Job A
In the records, copy the stretch from the line containing "Question. Indicate the promotional" through the line containing "x=207 y=154", substituting "Label" for every occurrence of "Target" and leaving everything else unchanged.

I hope your new employer is taking care of all your visas and work permits...
I know a little about the timeshare business from friends who do that type of work 
and usually the company sets up the sales team ( maybe 2 gringos and 2 nationals) 
in an apartment...The problem now a days is the market is very soft but if your a 
good salesperson you can make lots of money if you do not mind being a pressure 
salesperson.....Might make a funny reality series,LOL..suerte


----------



## Longford (May 25, 2012)

There's another, more extensive discussion about working in timeshare sales ... probably a month ago. Scroll down to look for it, because it contains some information you, Sedway, might find helpful. Best of luck.


----------



## Sedway (Apr 28, 2014)

*On hold......*

I am not a happy camper this evening. I should be dipping my toes in the ocean and having a margarita but I am still here in Los Angeles. To make a long story short I did not get my passport back in time to travel....... I will now be going to Nuevo Vallarta at the end of September. That is the next training class and starting location for my job.

To say I am disappointed is an understatement. But I always said everything happens for a reason so I now I have to walk the walk. The ocean was never my first choice in Mexico but I will say I prefer PV to Cabo. I hear there is a great expat community there, with a library and everything ( I'm a big reader).

So that's my story and I'm sticking to it.... So who on here is from PV???


----------



## sparks (Jun 17, 2007)

Beautiful country around Vallarta, it will be very green .... and easy to get away from the resort feeling


----------

Excerpts of location labeling data
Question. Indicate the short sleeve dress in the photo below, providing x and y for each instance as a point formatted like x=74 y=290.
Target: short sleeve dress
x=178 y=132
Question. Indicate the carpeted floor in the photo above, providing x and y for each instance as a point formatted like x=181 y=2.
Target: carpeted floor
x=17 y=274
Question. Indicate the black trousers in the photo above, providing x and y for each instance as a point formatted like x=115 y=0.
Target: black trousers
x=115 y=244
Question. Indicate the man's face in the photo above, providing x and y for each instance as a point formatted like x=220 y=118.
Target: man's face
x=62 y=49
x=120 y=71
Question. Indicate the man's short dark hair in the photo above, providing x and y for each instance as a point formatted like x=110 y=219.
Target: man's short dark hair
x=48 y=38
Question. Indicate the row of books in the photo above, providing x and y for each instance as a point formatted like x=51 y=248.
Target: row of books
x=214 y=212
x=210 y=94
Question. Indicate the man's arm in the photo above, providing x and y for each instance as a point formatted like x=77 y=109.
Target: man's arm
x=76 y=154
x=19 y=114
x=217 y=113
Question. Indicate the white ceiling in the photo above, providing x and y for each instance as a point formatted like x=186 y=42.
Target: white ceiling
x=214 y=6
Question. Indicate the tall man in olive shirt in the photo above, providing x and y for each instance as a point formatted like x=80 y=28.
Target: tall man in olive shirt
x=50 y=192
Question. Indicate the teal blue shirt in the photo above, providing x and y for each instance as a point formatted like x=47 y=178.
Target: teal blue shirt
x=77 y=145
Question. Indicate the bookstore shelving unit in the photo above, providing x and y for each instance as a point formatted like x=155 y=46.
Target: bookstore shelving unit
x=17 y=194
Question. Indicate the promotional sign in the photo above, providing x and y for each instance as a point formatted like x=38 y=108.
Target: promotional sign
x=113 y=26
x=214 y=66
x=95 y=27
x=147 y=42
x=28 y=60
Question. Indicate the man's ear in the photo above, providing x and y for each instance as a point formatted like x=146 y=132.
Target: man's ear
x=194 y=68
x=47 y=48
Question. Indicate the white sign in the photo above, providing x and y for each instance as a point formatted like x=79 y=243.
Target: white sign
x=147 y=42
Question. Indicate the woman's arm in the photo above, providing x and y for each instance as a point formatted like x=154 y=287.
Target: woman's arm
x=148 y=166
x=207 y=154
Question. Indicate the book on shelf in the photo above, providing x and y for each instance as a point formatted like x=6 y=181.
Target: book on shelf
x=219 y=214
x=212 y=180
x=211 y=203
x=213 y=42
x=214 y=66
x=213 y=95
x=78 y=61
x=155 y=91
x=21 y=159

Job B
According to the forum thread, where will Sedway now be going at the end of September?

Task solution A
Question. Indicate the promotional sign in the photo above, providing x and y for each instance as a point formatted like x=38 y=108.
Label: promotional sign
x=113 y=26
x=214 y=66
x=95 y=27
x=147 y=42
x=28 y=60
Question. Indicate the man's ear in the photo above, providing x and y for each instance as a point formatted like x=146 y=132.
Label: man's ear
x=194 y=68
x=47 y=48
Question. Indicate the white sign in the photo above, providing x and y for each instance as a point formatted like x=79 y=243.
Label: white sign
x=147 y=42
Question. Indicate the woman's arm in the photo above, providing x and y for each instance as a point formatted like x=154 y=287.
Label: woman's arm
x=148 y=166
x=207 y=154

Task solution B
Nuevo Vallarta.